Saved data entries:
......
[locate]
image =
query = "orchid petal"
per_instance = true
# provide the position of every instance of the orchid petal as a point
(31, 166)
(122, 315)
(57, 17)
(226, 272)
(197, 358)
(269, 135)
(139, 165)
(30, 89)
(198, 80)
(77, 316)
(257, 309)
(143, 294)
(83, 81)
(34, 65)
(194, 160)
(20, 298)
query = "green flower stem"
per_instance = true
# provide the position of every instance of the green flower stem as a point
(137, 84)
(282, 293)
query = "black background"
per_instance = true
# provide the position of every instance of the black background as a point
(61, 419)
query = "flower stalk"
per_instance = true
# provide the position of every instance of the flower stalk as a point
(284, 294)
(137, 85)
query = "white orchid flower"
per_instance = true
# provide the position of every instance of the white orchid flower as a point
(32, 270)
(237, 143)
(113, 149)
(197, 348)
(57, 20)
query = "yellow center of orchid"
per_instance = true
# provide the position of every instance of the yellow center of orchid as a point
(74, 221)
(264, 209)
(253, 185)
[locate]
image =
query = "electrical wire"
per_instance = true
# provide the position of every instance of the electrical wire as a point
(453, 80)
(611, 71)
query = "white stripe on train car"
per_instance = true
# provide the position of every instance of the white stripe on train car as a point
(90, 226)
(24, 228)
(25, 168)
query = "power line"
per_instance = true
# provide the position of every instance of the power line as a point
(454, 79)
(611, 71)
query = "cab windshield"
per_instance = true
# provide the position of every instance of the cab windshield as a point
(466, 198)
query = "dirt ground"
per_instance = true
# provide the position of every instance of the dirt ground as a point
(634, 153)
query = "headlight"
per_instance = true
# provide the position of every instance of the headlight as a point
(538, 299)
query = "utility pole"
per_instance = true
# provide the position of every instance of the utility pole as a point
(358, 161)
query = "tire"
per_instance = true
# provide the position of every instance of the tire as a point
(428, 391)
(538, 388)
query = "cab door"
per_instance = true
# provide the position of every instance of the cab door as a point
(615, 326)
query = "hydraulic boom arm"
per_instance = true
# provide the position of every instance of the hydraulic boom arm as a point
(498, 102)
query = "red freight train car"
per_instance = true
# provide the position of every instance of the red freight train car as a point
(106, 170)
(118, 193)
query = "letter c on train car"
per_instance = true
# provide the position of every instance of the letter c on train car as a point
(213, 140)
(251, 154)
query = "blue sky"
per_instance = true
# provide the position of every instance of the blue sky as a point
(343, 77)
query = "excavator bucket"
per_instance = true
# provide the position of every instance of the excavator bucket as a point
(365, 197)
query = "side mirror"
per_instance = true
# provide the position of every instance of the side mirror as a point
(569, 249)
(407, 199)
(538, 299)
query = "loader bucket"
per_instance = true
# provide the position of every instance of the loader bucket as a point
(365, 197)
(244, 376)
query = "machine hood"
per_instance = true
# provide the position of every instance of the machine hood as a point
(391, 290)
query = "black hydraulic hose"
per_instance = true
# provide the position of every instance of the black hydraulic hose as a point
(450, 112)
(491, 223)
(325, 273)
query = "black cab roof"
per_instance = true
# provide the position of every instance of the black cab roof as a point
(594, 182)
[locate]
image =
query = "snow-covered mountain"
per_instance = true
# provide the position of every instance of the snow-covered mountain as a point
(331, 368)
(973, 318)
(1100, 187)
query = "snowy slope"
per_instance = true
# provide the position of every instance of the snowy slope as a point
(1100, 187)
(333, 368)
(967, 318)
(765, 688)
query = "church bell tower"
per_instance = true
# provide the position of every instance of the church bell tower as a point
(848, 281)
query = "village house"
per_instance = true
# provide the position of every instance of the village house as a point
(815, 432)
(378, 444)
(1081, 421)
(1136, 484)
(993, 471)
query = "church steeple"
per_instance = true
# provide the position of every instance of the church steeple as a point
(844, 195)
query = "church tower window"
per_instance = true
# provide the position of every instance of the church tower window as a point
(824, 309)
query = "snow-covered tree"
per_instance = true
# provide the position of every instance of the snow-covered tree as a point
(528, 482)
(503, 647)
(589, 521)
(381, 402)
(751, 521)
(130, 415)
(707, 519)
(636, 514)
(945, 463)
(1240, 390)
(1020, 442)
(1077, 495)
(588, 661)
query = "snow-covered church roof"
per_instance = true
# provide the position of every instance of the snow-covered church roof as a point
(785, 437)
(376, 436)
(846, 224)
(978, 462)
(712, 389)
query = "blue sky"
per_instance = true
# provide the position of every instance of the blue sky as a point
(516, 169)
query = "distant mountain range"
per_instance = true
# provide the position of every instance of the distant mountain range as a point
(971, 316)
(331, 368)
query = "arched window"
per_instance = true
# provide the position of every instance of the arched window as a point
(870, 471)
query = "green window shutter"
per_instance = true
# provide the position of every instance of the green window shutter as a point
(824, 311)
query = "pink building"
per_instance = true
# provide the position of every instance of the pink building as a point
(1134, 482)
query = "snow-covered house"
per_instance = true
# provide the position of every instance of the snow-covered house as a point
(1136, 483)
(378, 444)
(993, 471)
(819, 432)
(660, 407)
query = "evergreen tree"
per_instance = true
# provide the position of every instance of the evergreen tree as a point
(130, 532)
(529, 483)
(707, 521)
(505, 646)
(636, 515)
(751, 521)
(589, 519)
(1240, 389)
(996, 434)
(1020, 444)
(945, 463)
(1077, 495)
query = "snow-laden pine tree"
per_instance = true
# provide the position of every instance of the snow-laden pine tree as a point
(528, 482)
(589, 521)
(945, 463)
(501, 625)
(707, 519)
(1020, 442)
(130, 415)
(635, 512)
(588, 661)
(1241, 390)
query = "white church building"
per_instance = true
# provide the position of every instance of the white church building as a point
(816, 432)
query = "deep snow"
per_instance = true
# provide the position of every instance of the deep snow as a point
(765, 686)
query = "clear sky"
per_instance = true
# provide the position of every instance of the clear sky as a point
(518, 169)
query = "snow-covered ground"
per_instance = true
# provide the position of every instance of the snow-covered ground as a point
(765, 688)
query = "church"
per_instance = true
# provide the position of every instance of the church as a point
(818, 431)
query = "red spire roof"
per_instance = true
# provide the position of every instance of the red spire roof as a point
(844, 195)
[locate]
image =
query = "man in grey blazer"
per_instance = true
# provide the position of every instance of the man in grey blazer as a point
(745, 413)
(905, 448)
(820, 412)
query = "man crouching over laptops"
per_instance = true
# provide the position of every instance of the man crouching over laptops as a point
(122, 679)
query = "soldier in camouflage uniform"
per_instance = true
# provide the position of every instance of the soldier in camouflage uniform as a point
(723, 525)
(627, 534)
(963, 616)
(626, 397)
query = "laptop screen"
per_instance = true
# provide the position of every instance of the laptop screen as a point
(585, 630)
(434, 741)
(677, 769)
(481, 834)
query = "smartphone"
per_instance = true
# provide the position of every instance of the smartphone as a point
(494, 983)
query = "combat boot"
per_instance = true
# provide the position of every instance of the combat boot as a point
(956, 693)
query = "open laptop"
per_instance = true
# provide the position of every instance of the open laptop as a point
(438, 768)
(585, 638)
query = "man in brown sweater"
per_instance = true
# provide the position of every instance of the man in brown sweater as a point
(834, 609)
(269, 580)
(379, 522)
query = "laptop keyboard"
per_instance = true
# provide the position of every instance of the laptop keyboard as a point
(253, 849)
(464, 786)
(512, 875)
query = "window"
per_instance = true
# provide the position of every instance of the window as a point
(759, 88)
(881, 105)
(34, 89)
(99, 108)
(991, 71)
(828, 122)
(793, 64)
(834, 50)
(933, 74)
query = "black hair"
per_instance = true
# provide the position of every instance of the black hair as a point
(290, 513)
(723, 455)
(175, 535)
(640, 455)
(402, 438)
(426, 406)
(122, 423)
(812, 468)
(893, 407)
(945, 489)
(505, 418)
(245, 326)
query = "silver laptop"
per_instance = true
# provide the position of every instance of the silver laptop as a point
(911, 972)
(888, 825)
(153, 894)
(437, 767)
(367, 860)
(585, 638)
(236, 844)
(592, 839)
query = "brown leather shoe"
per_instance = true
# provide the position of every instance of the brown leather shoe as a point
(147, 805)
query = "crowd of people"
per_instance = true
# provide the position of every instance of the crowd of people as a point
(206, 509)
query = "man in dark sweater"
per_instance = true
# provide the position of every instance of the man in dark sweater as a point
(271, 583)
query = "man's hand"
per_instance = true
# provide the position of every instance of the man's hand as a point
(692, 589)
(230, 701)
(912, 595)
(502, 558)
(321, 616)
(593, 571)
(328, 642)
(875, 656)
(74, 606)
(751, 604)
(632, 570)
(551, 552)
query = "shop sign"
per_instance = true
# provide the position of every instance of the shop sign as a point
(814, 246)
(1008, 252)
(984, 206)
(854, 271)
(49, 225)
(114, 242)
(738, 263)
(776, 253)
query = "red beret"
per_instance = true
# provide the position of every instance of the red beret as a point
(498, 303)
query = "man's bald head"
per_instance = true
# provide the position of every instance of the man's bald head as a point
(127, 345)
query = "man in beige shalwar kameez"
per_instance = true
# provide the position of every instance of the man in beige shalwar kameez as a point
......
GOAL -
Which lines in the entries above contain the string "train"? Extract each of them.

TASK RESPONSE -
query = "white stripe on train car"
# provide the position of every instance of the white stripe on train car as a point
query = "red freight train car"
# provide the position of every instance of the red freight train car as a point
query = "letter c on train car"
# provide the position of every instance of the letter c on train car as a point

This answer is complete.